__TRECHO APRESENTADO__
* * * * * * * * *
Lula diz que ascensão dos pobres incomoda elite brasileira

Lula diz que nenhum outro programa do governo teve um impacto tão grande como o Bolsa Família

Ex-presidente chamou de hipócritas os críticos do programa que o taxaram de ´bolsa esmola´, quando lançado, em 2003

Em ritmo de emoção, com apresentação de ator global Paulo Betti, orquestra de uma comunidade pobre do Recife (PE), depoimentos de mães que tiveram sua renda familiar e vida melhoradas e vídeos sobre os efeitos dos benefícios nos locais mais longínquos do país o governo comemora hoje (30), desde as 11h, os 10 anos de criação do Programa Bolsa Família. Os vários eventos, que serão realizados ao longo do dia, tiveram início durante solenidade oficial com a presença da presidenta Dilma Rousseff, o ex-presidente Luiz Inácio Lula da Silva, autoridades diversas do governo, ministros e parlamentares. Terminada há pouco, a solenidade apresentou, como ponto forte, os indicadores que mudaram as políticas sociais brasileiras.

Lula da Silva disse que a ascensão econômica da chamada classe C incomoda a elite brasileira. Ele afirmou que em um país com um histórico marcado pela exclusão social era de se esperare “dúvidas e prejulgamentos” em relação a programas sociais de inclusão, como é o Bolsa Família, programa de transferência de renda do governo federal. As afirmações foram feitas no Palácio do Planalto, durante cerimônia de comemoração dos dez anos da implementação do programa.
* * * * * * * * *
[Dados coletados]
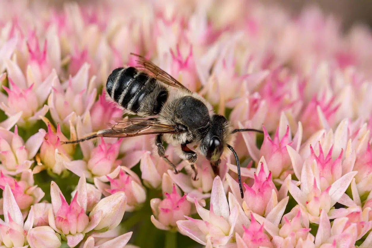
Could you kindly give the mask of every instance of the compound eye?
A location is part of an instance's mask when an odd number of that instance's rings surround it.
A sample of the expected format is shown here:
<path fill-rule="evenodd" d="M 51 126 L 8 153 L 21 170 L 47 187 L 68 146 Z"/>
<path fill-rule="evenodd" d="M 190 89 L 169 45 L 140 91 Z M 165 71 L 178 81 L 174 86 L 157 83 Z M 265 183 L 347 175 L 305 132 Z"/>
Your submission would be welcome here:
<path fill-rule="evenodd" d="M 214 136 L 209 142 L 206 158 L 211 161 L 216 161 L 219 159 L 223 151 L 223 145 L 218 137 Z"/>

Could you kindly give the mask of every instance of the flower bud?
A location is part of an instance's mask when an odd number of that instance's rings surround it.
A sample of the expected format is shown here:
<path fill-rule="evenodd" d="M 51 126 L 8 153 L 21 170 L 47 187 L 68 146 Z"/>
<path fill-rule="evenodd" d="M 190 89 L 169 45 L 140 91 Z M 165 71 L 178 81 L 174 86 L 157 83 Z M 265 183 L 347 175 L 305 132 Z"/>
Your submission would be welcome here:
<path fill-rule="evenodd" d="M 31 248 L 58 248 L 61 244 L 59 234 L 48 226 L 33 228 L 28 232 L 27 238 Z"/>
<path fill-rule="evenodd" d="M 105 197 L 93 208 L 89 217 L 100 210 L 102 213 L 101 221 L 94 230 L 110 230 L 116 227 L 121 221 L 125 210 L 126 197 L 123 192 L 118 192 Z"/>

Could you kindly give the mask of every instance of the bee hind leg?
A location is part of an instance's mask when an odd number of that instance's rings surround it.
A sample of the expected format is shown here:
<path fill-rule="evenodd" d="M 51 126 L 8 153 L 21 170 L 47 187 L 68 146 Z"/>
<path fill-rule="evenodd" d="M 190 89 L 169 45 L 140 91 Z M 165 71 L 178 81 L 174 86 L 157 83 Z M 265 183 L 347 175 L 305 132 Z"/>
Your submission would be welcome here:
<path fill-rule="evenodd" d="M 178 171 L 177 170 L 176 165 L 165 156 L 165 149 L 164 148 L 164 146 L 163 145 L 163 135 L 161 133 L 158 134 L 155 138 L 155 145 L 158 148 L 158 154 L 174 169 L 174 173 L 177 174 L 178 173 Z"/>
<path fill-rule="evenodd" d="M 182 150 L 183 156 L 191 165 L 191 168 L 192 169 L 195 175 L 193 179 L 194 181 L 195 181 L 196 180 L 196 176 L 198 175 L 198 171 L 195 167 L 195 164 L 196 162 L 196 160 L 198 159 L 198 154 L 187 147 L 187 144 L 188 143 L 182 144 L 181 149 Z"/>

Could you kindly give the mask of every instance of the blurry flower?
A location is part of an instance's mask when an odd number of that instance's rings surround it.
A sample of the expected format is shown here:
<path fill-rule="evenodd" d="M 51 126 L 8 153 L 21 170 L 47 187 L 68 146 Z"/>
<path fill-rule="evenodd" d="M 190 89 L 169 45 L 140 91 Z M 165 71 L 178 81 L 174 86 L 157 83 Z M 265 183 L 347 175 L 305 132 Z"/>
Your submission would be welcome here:
<path fill-rule="evenodd" d="M 84 175 L 87 178 L 97 177 L 101 181 L 107 181 L 106 175 L 110 176 L 110 173 L 121 163 L 117 158 L 122 140 L 122 138 L 112 144 L 101 138 L 98 145 L 90 151 L 87 161 L 65 162 L 65 166 L 80 177 Z"/>
<path fill-rule="evenodd" d="M 49 226 L 48 215 L 49 209 L 52 207 L 51 203 L 41 202 L 33 206 L 34 213 L 33 226 Z"/>
<path fill-rule="evenodd" d="M 83 115 L 94 103 L 97 89 L 92 88 L 94 78 L 89 80 L 89 65 L 84 64 L 64 84 L 61 85 L 57 80 L 52 85 L 48 106 L 53 120 L 64 128 L 68 126 L 69 120 L 73 120 L 70 118 Z"/>
<path fill-rule="evenodd" d="M 52 208 L 49 209 L 49 225 L 67 240 L 69 246 L 76 246 L 84 238 L 85 233 L 97 227 L 103 216 L 102 211 L 87 215 L 87 195 L 86 182 L 80 177 L 77 192 L 69 205 L 58 186 L 51 183 Z M 93 211 L 92 211 L 93 212 Z"/>
<path fill-rule="evenodd" d="M 0 171 L 0 188 L 4 190 L 8 184 L 19 208 L 25 215 L 32 205 L 39 202 L 45 194 L 42 190 L 34 183 L 33 176 L 29 170 L 22 172 L 20 180 L 18 181 Z M 3 209 L 1 212 L 4 213 L 4 211 Z"/>
<path fill-rule="evenodd" d="M 50 226 L 36 226 L 27 233 L 27 242 L 31 248 L 61 246 L 61 237 Z"/>
<path fill-rule="evenodd" d="M 32 71 L 33 76 L 32 79 L 35 82 L 44 80 L 53 68 L 58 72 L 60 70 L 61 51 L 59 40 L 56 36 L 55 34 L 54 37 L 49 36 L 51 39 L 44 40 L 42 49 L 40 49 L 42 45 L 34 32 L 31 33 L 26 42 L 29 52 L 28 76 L 29 71 Z M 48 44 L 49 43 L 51 44 Z"/>
<path fill-rule="evenodd" d="M 77 187 L 71 193 L 71 197 L 75 196 L 77 191 Z M 99 202 L 102 197 L 102 193 L 93 184 L 87 183 L 87 212 L 90 212 L 93 207 Z"/>
<path fill-rule="evenodd" d="M 59 124 L 56 131 L 50 123 L 48 123 L 48 132 L 40 147 L 40 158 L 42 163 L 34 168 L 37 171 L 45 169 L 57 175 L 65 170 L 60 158 L 69 161 L 75 152 L 74 145 L 71 144 L 62 145 L 61 141 L 68 140 L 61 131 Z M 58 157 L 57 157 L 58 156 Z"/>
<path fill-rule="evenodd" d="M 95 237 L 93 236 L 90 236 L 85 241 L 84 243 L 83 248 L 94 248 L 94 247 L 126 247 L 126 244 L 129 241 L 132 236 L 133 232 L 129 232 L 126 233 L 122 234 L 120 236 L 113 238 L 112 239 L 108 240 L 105 242 L 99 242 L 97 245 L 95 242 L 97 242 L 96 241 L 97 238 L 94 238 Z"/>
<path fill-rule="evenodd" d="M 327 100 L 324 94 L 319 100 L 314 97 L 308 104 L 300 118 L 305 139 L 323 127 L 328 125 L 333 126 L 339 107 L 339 106 L 334 106 L 334 98 Z"/>
<path fill-rule="evenodd" d="M 0 74 L 5 71 L 5 65 L 4 64 L 4 61 L 10 58 L 16 49 L 17 40 L 16 37 L 9 39 L 4 44 L 2 44 L 0 48 Z"/>
<path fill-rule="evenodd" d="M 100 200 L 89 214 L 92 218 L 97 213 L 102 213 L 102 218 L 94 229 L 99 231 L 115 228 L 123 218 L 126 205 L 126 197 L 122 192 L 118 192 Z"/>
<path fill-rule="evenodd" d="M 119 168 L 119 170 L 115 170 L 115 174 L 111 173 L 110 176 L 106 175 L 109 184 L 102 182 L 97 178 L 94 178 L 94 184 L 100 190 L 100 194 L 102 192 L 105 196 L 117 192 L 125 192 L 127 199 L 125 210 L 134 211 L 141 208 L 145 201 L 146 190 L 137 174 L 125 166 Z"/>
<path fill-rule="evenodd" d="M 171 193 L 164 194 L 166 198 L 164 200 L 154 198 L 150 201 L 154 214 L 151 216 L 151 221 L 159 229 L 176 229 L 177 221 L 184 220 L 190 215 L 191 204 L 186 200 L 186 194 L 182 197 L 179 194 L 175 185 Z"/>
<path fill-rule="evenodd" d="M 18 135 L 16 125 L 14 133 L 0 129 L 0 168 L 4 173 L 16 175 L 27 170 L 32 164 L 35 156 L 44 140 L 45 131 L 40 129 L 25 144 Z"/>
<path fill-rule="evenodd" d="M 90 110 L 90 118 L 92 131 L 107 128 L 107 123 L 116 118 L 121 117 L 122 111 L 117 107 L 116 103 L 106 99 L 105 91 L 99 96 Z"/>
<path fill-rule="evenodd" d="M 355 175 L 355 183 L 359 194 L 362 196 L 372 190 L 372 149 L 368 144 L 366 149 L 358 155 L 353 170 L 358 173 Z"/>
<path fill-rule="evenodd" d="M 202 207 L 196 200 L 195 204 L 202 220 L 187 217 L 187 220 L 178 220 L 177 224 L 180 232 L 204 245 L 208 240 L 214 246 L 231 243 L 239 213 L 237 206 L 230 210 L 219 177 L 217 176 L 213 181 L 210 210 Z"/>
<path fill-rule="evenodd" d="M 0 220 L 1 244 L 6 247 L 24 247 L 26 244 L 26 235 L 33 222 L 32 207 L 24 224 L 22 213 L 7 184 L 4 188 L 3 196 L 5 221 Z"/>

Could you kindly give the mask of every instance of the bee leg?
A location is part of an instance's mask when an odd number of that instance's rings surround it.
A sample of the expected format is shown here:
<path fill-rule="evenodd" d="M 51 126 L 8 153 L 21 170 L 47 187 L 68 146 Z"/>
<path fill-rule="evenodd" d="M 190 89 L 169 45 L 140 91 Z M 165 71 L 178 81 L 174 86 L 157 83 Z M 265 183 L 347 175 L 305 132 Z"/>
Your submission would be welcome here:
<path fill-rule="evenodd" d="M 181 145 L 181 149 L 182 151 L 182 155 L 191 164 L 191 168 L 192 169 L 192 170 L 193 171 L 195 174 L 193 179 L 194 180 L 196 180 L 196 176 L 198 175 L 198 171 L 196 170 L 196 168 L 195 167 L 195 164 L 196 162 L 196 160 L 198 159 L 198 154 L 187 147 L 187 144 L 188 143 L 186 143 L 182 144 Z"/>
<path fill-rule="evenodd" d="M 164 149 L 164 146 L 163 144 L 163 134 L 160 133 L 156 136 L 156 138 L 155 138 L 155 145 L 158 148 L 158 154 L 159 157 L 163 158 L 170 165 L 173 167 L 174 169 L 174 174 L 177 174 L 178 173 L 178 171 L 177 170 L 176 165 L 165 156 L 165 149 Z"/>
<path fill-rule="evenodd" d="M 213 172 L 214 173 L 215 175 L 217 175 L 219 174 L 219 170 L 218 170 L 218 165 L 219 165 L 219 163 L 221 162 L 221 160 L 219 159 L 217 161 L 211 162 L 211 166 L 212 166 L 212 168 L 213 169 Z"/>

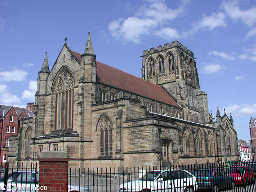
* * * * * * * * *
__TAREFAS OBRIGATÓRIAS__
- a) Reescreva o trecho do texto sobre os dez anos do Bolsa Família entre "Lula da Silva disse" e "implementação do programa.", inclusive, trocando "Palácio do Planalto" por "Palácio da Alvorada".
- b) Responda com base no texto sobre os dez anos do Bolsa Família:
(i) Qual ator fez a apresentação da comemoração?
(ii) Em que ano o programa foi lançado?
(iii) Em que local Lula fez as afirmações sobre a classe C?

__SOLUÇÕES POR TAREFA__
- a)
Lula da Silva disse que a ascensão econômica da chamada classe C incomoda a elite brasileira. Ele afirmou que em um país com um histórico marcado pela exclusão social era de se esperare “dúvidas e prejulgamentos” em relação a programas sociais de inclusão, como é o Bolsa Família, programa de transferência de renda do governo federal. As afirmações foram feitas no Palácio da Alvorada, durante cerimônia de comemoração dos dez anos da implementação do programa.

- b)
(i) Paulo Betti.
(ii) Em 2003.
(iii) No Palácio do Planalto.